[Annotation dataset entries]
※ ※ ※

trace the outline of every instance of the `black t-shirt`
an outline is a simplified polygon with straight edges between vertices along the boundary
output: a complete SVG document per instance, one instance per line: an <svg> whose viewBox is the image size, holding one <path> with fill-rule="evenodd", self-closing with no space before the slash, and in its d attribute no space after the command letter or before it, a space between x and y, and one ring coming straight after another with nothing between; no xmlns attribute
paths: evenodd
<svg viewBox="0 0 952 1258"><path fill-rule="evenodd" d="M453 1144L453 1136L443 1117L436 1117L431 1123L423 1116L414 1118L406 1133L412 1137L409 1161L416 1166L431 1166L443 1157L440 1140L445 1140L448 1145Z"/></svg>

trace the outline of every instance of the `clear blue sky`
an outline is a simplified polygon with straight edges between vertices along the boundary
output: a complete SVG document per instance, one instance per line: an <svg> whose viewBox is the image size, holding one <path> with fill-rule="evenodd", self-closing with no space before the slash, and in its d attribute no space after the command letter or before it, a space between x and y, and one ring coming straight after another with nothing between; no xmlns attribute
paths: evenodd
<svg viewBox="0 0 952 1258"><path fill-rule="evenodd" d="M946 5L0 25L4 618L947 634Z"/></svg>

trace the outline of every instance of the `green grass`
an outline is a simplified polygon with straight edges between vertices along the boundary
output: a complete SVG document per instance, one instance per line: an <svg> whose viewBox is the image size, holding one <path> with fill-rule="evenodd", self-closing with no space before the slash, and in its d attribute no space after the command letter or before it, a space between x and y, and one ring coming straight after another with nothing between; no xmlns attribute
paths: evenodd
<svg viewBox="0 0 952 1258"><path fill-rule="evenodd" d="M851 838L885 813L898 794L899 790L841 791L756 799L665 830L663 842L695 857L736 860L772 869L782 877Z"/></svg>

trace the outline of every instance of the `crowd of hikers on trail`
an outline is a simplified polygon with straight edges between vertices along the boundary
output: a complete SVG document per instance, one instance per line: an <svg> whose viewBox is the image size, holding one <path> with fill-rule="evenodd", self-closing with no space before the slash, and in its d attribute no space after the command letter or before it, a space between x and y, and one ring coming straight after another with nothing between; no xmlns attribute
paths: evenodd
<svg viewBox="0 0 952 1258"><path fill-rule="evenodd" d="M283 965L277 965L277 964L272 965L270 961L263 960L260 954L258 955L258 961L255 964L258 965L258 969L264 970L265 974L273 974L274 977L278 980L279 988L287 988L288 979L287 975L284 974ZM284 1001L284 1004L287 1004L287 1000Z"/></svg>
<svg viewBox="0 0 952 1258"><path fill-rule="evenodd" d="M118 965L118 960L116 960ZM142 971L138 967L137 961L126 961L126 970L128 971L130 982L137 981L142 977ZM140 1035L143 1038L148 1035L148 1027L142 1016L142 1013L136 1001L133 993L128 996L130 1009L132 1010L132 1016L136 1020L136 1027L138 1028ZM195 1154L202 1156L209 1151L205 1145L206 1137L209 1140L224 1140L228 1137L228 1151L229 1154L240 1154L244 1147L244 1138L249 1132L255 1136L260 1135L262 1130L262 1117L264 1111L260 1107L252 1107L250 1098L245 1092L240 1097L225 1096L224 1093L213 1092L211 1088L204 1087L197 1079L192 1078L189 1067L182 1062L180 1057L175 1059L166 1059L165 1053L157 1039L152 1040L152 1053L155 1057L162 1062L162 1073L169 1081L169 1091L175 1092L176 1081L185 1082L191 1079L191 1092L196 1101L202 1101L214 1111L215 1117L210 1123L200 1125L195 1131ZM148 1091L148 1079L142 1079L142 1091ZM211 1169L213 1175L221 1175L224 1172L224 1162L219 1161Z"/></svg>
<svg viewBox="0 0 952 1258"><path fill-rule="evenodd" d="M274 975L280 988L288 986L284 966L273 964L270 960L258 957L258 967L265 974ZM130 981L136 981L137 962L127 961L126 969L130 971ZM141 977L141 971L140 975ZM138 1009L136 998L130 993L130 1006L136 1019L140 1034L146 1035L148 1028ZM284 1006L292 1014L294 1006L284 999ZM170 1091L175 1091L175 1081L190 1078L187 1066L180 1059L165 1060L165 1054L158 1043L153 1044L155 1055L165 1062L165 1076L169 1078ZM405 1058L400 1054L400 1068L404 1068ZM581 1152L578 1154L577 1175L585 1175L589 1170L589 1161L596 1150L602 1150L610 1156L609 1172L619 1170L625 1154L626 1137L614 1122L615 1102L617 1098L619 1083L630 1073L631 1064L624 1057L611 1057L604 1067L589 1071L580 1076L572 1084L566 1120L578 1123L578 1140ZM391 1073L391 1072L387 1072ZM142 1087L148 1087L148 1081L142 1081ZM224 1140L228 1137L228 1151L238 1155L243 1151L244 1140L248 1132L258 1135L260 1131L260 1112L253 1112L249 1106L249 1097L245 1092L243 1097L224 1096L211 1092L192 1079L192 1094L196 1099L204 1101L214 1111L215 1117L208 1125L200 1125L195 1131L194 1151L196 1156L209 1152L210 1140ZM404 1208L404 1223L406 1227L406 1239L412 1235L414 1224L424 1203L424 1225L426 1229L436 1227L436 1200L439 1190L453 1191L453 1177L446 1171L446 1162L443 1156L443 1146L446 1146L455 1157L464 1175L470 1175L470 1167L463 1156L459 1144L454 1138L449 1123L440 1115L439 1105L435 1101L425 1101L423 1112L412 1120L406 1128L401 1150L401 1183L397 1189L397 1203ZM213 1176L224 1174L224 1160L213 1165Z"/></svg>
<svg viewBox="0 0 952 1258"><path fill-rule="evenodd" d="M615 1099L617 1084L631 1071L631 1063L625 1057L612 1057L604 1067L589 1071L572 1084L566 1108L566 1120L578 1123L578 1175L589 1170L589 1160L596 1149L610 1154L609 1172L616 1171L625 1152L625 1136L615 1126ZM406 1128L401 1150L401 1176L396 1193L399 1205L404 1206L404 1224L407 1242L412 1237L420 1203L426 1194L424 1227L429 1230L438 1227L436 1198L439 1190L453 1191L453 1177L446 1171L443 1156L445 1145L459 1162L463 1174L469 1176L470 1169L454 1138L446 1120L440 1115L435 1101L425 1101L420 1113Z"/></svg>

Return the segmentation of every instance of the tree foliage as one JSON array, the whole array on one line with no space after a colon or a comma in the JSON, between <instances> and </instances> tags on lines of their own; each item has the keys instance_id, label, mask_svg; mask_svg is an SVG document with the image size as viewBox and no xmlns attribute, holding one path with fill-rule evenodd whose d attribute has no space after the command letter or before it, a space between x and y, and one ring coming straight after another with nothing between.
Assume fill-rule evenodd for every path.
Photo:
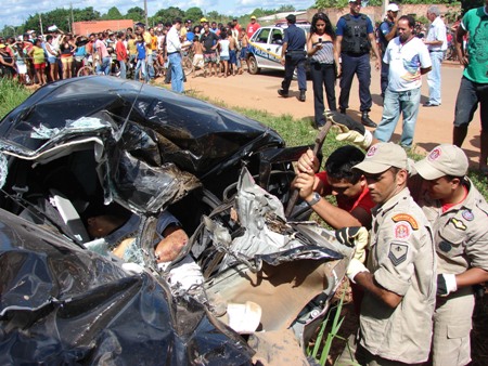
<instances>
[{"instance_id":1,"label":"tree foliage","mask_svg":"<svg viewBox=\"0 0 488 366\"><path fill-rule=\"evenodd\" d=\"M102 17L106 21L117 21L124 18L121 13L116 6L112 6L111 9L108 9L106 14L104 14Z\"/></svg>"}]
</instances>

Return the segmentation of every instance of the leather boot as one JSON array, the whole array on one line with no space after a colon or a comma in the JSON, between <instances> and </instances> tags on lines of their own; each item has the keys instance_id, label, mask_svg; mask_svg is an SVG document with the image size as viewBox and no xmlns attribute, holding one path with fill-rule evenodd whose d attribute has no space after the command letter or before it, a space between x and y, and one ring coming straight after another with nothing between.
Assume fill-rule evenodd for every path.
<instances>
[{"instance_id":1,"label":"leather boot","mask_svg":"<svg viewBox=\"0 0 488 366\"><path fill-rule=\"evenodd\" d=\"M284 89L278 89L278 94L280 94L283 97L288 97L288 91Z\"/></svg>"},{"instance_id":2,"label":"leather boot","mask_svg":"<svg viewBox=\"0 0 488 366\"><path fill-rule=\"evenodd\" d=\"M370 116L368 115L368 112L367 112L367 110L364 110L364 112L362 113L362 116L361 116L361 123L364 125L365 127L372 127L372 128L376 128L376 127L377 127L377 125L371 120L371 118L370 118Z\"/></svg>"},{"instance_id":3,"label":"leather boot","mask_svg":"<svg viewBox=\"0 0 488 366\"><path fill-rule=\"evenodd\" d=\"M300 96L298 97L298 100L300 102L305 102L306 95L305 95L305 90L300 90Z\"/></svg>"}]
</instances>

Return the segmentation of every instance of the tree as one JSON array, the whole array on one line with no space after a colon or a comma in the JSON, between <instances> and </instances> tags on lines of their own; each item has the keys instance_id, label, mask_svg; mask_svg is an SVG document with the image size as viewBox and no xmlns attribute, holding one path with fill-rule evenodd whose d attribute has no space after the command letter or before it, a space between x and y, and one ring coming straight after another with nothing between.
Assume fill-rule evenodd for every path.
<instances>
[{"instance_id":1,"label":"tree","mask_svg":"<svg viewBox=\"0 0 488 366\"><path fill-rule=\"evenodd\" d=\"M193 6L187 9L184 12L184 18L185 19L192 19L193 23L197 23L203 17L202 9Z\"/></svg>"},{"instance_id":2,"label":"tree","mask_svg":"<svg viewBox=\"0 0 488 366\"><path fill-rule=\"evenodd\" d=\"M295 11L295 6L293 5L281 5L278 8L277 13L293 13Z\"/></svg>"},{"instance_id":3,"label":"tree","mask_svg":"<svg viewBox=\"0 0 488 366\"><path fill-rule=\"evenodd\" d=\"M125 18L132 19L134 23L145 22L145 14L141 8L134 6L134 8L130 8L127 11L127 15L125 16Z\"/></svg>"},{"instance_id":4,"label":"tree","mask_svg":"<svg viewBox=\"0 0 488 366\"><path fill-rule=\"evenodd\" d=\"M103 16L103 18L107 19L107 21L118 21L118 19L123 19L124 16L121 15L121 13L118 11L118 9L116 6L112 6L111 9L108 9L108 11Z\"/></svg>"},{"instance_id":5,"label":"tree","mask_svg":"<svg viewBox=\"0 0 488 366\"><path fill-rule=\"evenodd\" d=\"M162 9L158 10L156 12L156 14L154 14L153 19L155 19L155 23L172 23L172 21L176 17L181 17L181 19L183 19L184 17L184 12L179 9L179 8L175 8L175 6L169 6L168 9Z\"/></svg>"}]
</instances>

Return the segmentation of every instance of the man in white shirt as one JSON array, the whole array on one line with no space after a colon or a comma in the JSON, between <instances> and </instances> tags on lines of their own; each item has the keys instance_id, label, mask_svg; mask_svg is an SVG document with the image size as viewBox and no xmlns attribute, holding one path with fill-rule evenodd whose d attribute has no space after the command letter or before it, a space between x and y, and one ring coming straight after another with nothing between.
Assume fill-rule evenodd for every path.
<instances>
[{"instance_id":1,"label":"man in white shirt","mask_svg":"<svg viewBox=\"0 0 488 366\"><path fill-rule=\"evenodd\" d=\"M181 65L181 18L175 18L172 27L166 36L166 52L171 68L171 90L177 93L184 92L183 66Z\"/></svg>"},{"instance_id":2,"label":"man in white shirt","mask_svg":"<svg viewBox=\"0 0 488 366\"><path fill-rule=\"evenodd\" d=\"M432 73L427 76L428 102L424 107L436 107L440 105L440 64L444 60L444 52L447 50L446 25L440 17L439 8L432 5L427 10L427 18L432 22L428 28L427 38L424 43L428 48L432 60Z\"/></svg>"},{"instance_id":3,"label":"man in white shirt","mask_svg":"<svg viewBox=\"0 0 488 366\"><path fill-rule=\"evenodd\" d=\"M397 28L399 36L386 48L383 62L389 65L388 87L385 91L383 117L374 131L377 140L388 142L402 113L403 130L400 145L407 148L412 146L419 115L422 75L432 68L428 50L413 35L414 27L413 16L400 16Z\"/></svg>"}]
</instances>

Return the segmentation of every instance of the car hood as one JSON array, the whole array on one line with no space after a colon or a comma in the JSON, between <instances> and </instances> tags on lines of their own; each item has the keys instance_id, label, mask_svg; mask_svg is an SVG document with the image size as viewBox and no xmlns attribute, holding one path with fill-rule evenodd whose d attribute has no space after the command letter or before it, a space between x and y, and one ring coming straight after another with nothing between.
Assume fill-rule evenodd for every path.
<instances>
[{"instance_id":1,"label":"car hood","mask_svg":"<svg viewBox=\"0 0 488 366\"><path fill-rule=\"evenodd\" d=\"M112 117L116 131L128 120L118 133L127 133L131 126L150 131L155 145L138 152L144 159L174 162L197 178L219 169L222 161L284 146L272 129L228 109L162 88L97 76L39 89L0 122L0 135L26 151L40 152L51 146L53 138L42 131L62 130L102 113ZM84 133L98 135L90 129Z\"/></svg>"}]
</instances>

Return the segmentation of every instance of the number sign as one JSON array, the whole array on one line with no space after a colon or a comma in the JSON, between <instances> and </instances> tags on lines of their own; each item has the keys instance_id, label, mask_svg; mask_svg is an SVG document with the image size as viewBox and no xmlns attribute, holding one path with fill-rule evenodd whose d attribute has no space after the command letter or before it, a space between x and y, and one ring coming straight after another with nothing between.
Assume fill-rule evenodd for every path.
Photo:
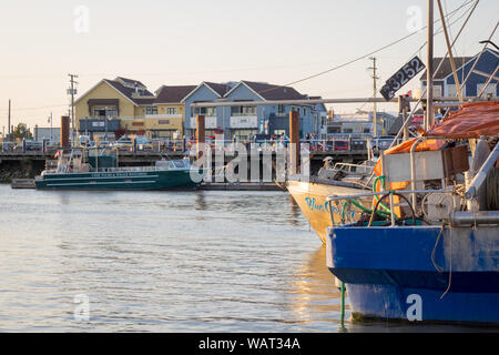
<instances>
[{"instance_id":1,"label":"number sign","mask_svg":"<svg viewBox=\"0 0 499 355\"><path fill-rule=\"evenodd\" d=\"M419 57L416 55L407 64L400 68L395 75L388 79L379 92L386 101L394 99L395 93L424 69L425 64Z\"/></svg>"}]
</instances>

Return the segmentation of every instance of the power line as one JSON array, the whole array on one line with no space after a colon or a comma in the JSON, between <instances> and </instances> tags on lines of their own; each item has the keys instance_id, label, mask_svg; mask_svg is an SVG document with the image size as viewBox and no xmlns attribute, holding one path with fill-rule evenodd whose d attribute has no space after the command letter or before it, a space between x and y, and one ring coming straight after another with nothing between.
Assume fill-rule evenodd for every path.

※ ※ ※

§ To do: Present everything from the start of the lines down to the line containing "1144L453 1136L443 1117L436" as a Markdown table with the columns Row and Line, omitting blank lines.

§ Solution to the problem:
| Row | Line |
|---|---|
| 1 | trace the outline of every instance of the `black t-shirt` |
| 2 | an outline is a simplified polygon with straight edges between vertices along the boundary |
| 3 | output: a complete SVG document per instance, one instance per line: an <svg> whose viewBox is the image size, holding one <path> with fill-rule="evenodd", self-closing with no space before the slash, and in its d attribute no space after the command letter or before it, a space between x and y, and one ring coming straight after another with nothing between; no xmlns attribute |
| 4 | paths: evenodd |
| 5 | <svg viewBox="0 0 952 1258"><path fill-rule="evenodd" d="M453 1144L453 1136L443 1117L436 1117L431 1123L423 1116L414 1118L406 1133L412 1137L409 1161L416 1166L431 1166L443 1157L440 1140L445 1140L448 1145Z"/></svg> |